• [Provided records]
===
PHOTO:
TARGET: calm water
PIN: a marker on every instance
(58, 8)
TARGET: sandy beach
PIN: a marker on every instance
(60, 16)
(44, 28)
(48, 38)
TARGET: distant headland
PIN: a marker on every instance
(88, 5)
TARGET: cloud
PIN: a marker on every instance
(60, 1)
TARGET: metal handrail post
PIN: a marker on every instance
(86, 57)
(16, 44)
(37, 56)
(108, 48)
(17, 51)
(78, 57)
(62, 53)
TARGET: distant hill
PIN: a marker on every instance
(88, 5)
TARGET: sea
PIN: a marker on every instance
===
• [What is needed] Search the entries above for the string "TARGET". Copy each line that holds it.

• [Your response]
TARGET: calm water
TARGET: sandy beach
TARGET: distant headland
TARGET: cloud
TARGET: metal handrail post
TARGET: distant hill
TARGET: sea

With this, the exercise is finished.